%%
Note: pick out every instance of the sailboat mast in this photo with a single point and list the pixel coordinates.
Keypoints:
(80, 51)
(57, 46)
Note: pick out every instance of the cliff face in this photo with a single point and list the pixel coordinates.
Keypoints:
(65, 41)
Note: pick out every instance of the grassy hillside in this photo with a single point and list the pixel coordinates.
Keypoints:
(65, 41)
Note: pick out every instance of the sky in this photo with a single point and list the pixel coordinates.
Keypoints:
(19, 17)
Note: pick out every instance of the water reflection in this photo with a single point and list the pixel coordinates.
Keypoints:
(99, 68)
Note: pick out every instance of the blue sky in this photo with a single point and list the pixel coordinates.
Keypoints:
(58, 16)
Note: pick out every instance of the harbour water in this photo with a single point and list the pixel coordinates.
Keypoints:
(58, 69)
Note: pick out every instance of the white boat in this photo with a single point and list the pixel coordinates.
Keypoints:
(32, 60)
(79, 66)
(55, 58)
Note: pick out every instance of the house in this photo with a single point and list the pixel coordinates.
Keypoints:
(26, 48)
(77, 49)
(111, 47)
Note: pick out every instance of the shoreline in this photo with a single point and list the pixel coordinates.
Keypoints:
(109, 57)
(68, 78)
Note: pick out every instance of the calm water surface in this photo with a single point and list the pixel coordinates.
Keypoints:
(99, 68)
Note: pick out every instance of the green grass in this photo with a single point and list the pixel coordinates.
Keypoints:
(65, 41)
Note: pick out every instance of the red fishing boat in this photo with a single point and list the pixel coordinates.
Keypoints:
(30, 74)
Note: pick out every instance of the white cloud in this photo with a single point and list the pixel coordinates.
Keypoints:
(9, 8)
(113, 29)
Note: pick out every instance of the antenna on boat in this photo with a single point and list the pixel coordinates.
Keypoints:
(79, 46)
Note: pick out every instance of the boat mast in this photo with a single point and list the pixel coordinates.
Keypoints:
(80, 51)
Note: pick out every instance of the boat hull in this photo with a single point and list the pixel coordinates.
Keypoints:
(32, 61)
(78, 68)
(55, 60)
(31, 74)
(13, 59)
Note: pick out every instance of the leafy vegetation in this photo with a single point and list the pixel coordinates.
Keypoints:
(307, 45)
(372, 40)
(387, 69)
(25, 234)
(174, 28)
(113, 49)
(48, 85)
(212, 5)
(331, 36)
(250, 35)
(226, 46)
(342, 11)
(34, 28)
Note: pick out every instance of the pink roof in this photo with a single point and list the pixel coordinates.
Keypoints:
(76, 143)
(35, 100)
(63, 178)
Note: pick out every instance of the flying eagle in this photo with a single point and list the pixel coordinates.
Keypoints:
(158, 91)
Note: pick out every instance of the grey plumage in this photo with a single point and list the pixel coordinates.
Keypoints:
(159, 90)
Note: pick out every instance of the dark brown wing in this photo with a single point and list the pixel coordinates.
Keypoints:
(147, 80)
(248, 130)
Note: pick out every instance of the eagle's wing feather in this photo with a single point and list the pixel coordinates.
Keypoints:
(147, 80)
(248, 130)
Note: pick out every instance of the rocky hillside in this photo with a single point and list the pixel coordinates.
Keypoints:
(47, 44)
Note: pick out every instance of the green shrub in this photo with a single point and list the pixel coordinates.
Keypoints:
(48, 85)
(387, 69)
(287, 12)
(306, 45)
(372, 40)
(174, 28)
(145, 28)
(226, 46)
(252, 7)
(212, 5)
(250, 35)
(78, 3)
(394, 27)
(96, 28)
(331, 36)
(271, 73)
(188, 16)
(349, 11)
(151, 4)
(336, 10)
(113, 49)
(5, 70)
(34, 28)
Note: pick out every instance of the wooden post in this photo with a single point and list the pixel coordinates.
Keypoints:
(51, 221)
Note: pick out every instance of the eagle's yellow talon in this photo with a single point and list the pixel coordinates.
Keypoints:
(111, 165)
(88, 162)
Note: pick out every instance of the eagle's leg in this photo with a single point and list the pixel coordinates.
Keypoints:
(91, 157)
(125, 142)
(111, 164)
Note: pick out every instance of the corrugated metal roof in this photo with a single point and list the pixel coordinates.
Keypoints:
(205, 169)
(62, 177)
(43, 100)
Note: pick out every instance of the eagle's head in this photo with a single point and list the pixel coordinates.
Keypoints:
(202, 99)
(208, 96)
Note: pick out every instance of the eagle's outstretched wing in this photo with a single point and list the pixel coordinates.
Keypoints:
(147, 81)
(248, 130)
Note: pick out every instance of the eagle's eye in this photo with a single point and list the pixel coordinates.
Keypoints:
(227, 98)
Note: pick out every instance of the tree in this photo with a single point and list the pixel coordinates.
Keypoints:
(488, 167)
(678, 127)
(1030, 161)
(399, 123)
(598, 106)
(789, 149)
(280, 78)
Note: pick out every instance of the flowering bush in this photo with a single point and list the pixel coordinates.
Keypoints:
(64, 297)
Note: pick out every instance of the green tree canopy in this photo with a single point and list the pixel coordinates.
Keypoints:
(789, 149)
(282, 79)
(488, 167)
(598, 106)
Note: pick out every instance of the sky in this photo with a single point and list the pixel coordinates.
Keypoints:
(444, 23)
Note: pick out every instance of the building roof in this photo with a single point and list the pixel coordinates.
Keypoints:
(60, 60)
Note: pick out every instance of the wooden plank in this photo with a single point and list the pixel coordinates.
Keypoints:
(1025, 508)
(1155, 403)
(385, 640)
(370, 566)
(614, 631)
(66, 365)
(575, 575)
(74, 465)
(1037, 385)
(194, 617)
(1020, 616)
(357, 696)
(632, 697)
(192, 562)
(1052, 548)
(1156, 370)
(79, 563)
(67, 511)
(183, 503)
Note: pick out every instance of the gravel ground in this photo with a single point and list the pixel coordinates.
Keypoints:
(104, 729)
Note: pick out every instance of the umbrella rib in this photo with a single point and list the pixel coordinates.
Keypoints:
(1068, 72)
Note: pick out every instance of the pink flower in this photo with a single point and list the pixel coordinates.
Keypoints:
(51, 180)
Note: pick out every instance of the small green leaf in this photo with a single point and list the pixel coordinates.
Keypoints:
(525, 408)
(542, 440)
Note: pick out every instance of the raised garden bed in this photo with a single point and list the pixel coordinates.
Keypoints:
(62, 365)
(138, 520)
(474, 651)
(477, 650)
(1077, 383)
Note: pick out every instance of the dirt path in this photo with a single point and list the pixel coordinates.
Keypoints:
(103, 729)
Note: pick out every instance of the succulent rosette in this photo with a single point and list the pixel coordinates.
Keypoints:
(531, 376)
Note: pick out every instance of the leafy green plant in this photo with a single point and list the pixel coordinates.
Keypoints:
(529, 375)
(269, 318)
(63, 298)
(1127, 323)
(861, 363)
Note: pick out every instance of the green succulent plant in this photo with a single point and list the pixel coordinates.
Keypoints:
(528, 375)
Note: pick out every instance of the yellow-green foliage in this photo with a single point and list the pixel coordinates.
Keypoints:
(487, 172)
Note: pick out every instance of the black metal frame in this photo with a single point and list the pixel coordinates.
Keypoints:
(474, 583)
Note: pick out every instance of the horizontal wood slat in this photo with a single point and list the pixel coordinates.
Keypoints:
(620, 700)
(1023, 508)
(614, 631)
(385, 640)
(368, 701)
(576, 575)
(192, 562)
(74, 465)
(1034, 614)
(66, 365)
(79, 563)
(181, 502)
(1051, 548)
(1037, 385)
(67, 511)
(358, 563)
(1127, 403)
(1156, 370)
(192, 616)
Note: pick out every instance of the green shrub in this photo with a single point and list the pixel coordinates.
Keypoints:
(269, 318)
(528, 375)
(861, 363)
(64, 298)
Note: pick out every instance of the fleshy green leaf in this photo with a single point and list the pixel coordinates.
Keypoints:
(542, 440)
%%
Please reproduce each entry above exactly as it reads.

Note: pick out every instance of the sailboat mast in this photo with a single point and list the pixel coordinates.
Keypoints:
(80, 51)
(57, 46)
Note: pick out every instance of the cliff face in this photo with a single point and list the pixel coordinates.
Keypoints:
(65, 41)
Note: pick out every instance of the grassy hillside in this photo with a single point and list the pixel coordinates.
Keypoints:
(65, 41)
Note: pick out every instance of the sky in this photo with a single point and list the pixel coordinates.
Keypoints:
(19, 17)
Note: pick out every instance of the water reflection in this photo with a single point and list the pixel coordinates.
Keypoints:
(99, 68)
Note: pick out every instance of the blue sky in this photo with a single point and list the pixel coordinates.
Keypoints:
(58, 16)
Note: pick out every instance of the harbour water in this photo with a single point and list the pixel coordinates.
Keypoints:
(58, 69)
Note: pick out every instance of the white boat in this photo with a single point and list the pixel coordinates.
Keypoints:
(32, 60)
(79, 66)
(55, 58)
Note: pick out every instance of the house in this photo with a single point and list the pixel coordinates.
Keypoints:
(26, 48)
(77, 49)
(111, 47)
Note: pick out every instance of the shoreline in this photo with a single point and list the pixel coordinates.
Keypoints:
(109, 57)
(68, 78)
Note: pick out every instance of the calm water surface in this photo with a single point and list the pixel coordinates.
Keypoints:
(99, 68)
Note: pick out every instance of the green grass in this photo with a single point and list the pixel coordinates.
Keypoints:
(65, 41)
Note: pick out every instance of the red fishing boat in this photo with a single point and list the pixel coordinates.
Keypoints:
(30, 74)
Note: pick out every instance of the white cloud in this photo with a single point and list the pixel coordinates.
Keypoints:
(9, 8)
(113, 29)
Note: pick out every instance of the antenna on boat in this photo with a single point and list the pixel coordinates.
Keypoints:
(79, 46)
Note: pick out every instance of the boat mast in this photo with a single point and list the pixel coordinates.
Keypoints:
(80, 51)
Note: pick out every instance of the boat hull in this photo with a single point and list the pixel coordinates.
Keypoints:
(32, 61)
(78, 68)
(55, 60)
(31, 74)
(13, 59)
Note: pick out every instance of the leafy vegetation in this photo with a single point and list the pixel coordinates.
Keypoints:
(307, 45)
(372, 40)
(387, 69)
(25, 234)
(174, 28)
(113, 49)
(48, 85)
(212, 5)
(331, 36)
(250, 35)
(226, 46)
(342, 11)
(34, 28)
Note: pick out every instance of the pink roof in this photo with a single point and list the pixel coordinates.
Keypoints:
(76, 143)
(35, 100)
(63, 178)
Note: pick out every instance of the flying eagle in this photo with a single point and list the pixel coordinates.
Keypoints:
(158, 91)
Note: pick out every instance of the grey plumage in this photo with a single point and list the pixel coordinates.
Keypoints:
(159, 90)
Note: pick out every instance of the dark brown wing in this photo with a single point and list the pixel coordinates.
Keypoints:
(147, 80)
(248, 130)
Note: pick out every instance of the eagle's wing feather in this photo with a single point and list the pixel coordinates.
Keypoints:
(147, 80)
(248, 130)
Note: pick out every instance of the rocky hillside in this photo with a single point and list the pixel coordinates.
Keypoints:
(47, 44)
Note: pick out every instance of the green shrub in this photo with a single point and list the pixel coordinates.
Keypoints:
(48, 85)
(387, 69)
(287, 12)
(306, 45)
(372, 40)
(174, 28)
(145, 28)
(226, 46)
(252, 7)
(212, 5)
(250, 35)
(78, 3)
(394, 27)
(96, 28)
(331, 36)
(271, 73)
(188, 16)
(349, 11)
(151, 4)
(336, 10)
(113, 49)
(5, 70)
(34, 28)
Note: pick out every instance of the wooden post in this photo with a single point and list the pixel coordinates.
Keypoints:
(51, 221)
Note: pick out every instance of the eagle's yellow talon in this photo with a single point and list the pixel coordinates.
Keypoints:
(111, 165)
(88, 162)
Note: pick out every instance of the eagle's leg in this photo with a single point and list the pixel coordinates.
Keypoints:
(91, 157)
(125, 142)
(111, 164)
Note: pick out every instance of the corrugated metal roof in this photo with a single point and list the pixel coordinates.
Keypoints:
(205, 169)
(62, 177)
(43, 100)
Note: pick out every instance of the eagle's head in this photo with a single point and list the pixel coordinates.
Keypoints:
(202, 99)
(208, 96)
Note: pick out every instance of the eagle's outstretched wing in this photo with a single point and list the pixel coordinates.
Keypoints:
(147, 81)
(248, 130)
Note: pick out every instance of the eagle's eye in this photo with a single point and list the pixel coordinates.
Keypoints:
(227, 98)
Note: pick out every instance of the tree in this photo with a single point and list the pixel coordinates.
Keypoints:
(488, 167)
(678, 127)
(1030, 161)
(399, 123)
(598, 106)
(789, 149)
(280, 78)
Note: pick out every instance of the flowering bush in this photo with a single point and list the pixel coordinates.
Keypoints:
(64, 297)
Note: pick out every instance of the green tree canopy in this photo with a single point and list the pixel coordinates.
Keypoints:
(789, 149)
(282, 79)
(488, 167)
(598, 106)
Note: pick out every instance of the sky in this photo with a single point and list the pixel coordinates.
Keypoints:
(444, 23)
Note: pick out every instance of the building roof in this photo with a single point and list the pixel coordinates.
Keypoints:
(60, 60)
Note: pick out every instance of the wooden plank in this photo with a single point and list the pixel coordinates.
Keypoints:
(1025, 508)
(1155, 403)
(385, 640)
(370, 566)
(614, 631)
(66, 365)
(575, 575)
(74, 465)
(1037, 385)
(194, 617)
(1020, 616)
(357, 696)
(632, 697)
(192, 562)
(1052, 548)
(1156, 370)
(79, 563)
(67, 511)
(183, 503)
Note: pick out every instance of the gravel ground in this photo with a single point and list the pixel coordinates.
Keypoints:
(104, 729)
Note: pick out every instance of the umbrella rib in this photo with a single point and list the pixel coordinates.
Keypoints:
(1068, 72)
Note: pick out every instance of the pink flower in this photo with a single point and list the pixel coordinates.
Keypoints:
(51, 180)
Note: pick out every instance of the small green leaf in this photo with a single point and list the pixel coordinates.
Keypoints:
(525, 408)
(542, 440)
Note: pick out every instance of the raised garden bed in this photo with a single point and list the pixel coordinates.
Keypoints:
(62, 365)
(138, 520)
(474, 651)
(477, 650)
(1077, 383)
Note: pick out every instance of the dirt path in this photo with a single point and list the pixel coordinates.
Keypoints:
(103, 729)
Note: pick out every instance of the succulent rosette in this photo with a single point and list the pixel coordinates.
Keypoints:
(531, 376)
Note: pick out every instance of the leafy green plant in this photo with a single point and list the pixel coordinates.
Keypoints:
(529, 375)
(269, 318)
(63, 298)
(1127, 323)
(861, 363)
Note: pick out every instance of the green succulent plant in this photo with a single point and list the pixel coordinates.
Keypoints:
(528, 375)
Note: pick out every instance of the yellow-green foliage in this photo with a single point and list the pixel coordinates.
Keypoints:
(487, 172)
Note: pick out every instance of the black metal frame in this photo with a single point and list the pixel coordinates.
Keypoints:
(474, 583)
Note: pick out every instance of the horizontal wood slat in this photo with a single point and list the pixel coordinates.
Keypoints:
(620, 700)
(1023, 508)
(614, 631)
(385, 640)
(368, 701)
(576, 575)
(192, 562)
(74, 465)
(1034, 614)
(66, 365)
(79, 563)
(181, 502)
(1051, 548)
(1037, 385)
(67, 511)
(358, 563)
(1127, 403)
(1156, 370)
(192, 616)
Note: pick out every instance of the green shrub in this photo with a single point and list the pixel coordinates.
Keypoints:
(269, 318)
(528, 375)
(861, 363)
(64, 298)
Note: pick out every instance of the fleshy green leaf in this photo with a single point and list the pixel coordinates.
Keypoints:
(542, 440)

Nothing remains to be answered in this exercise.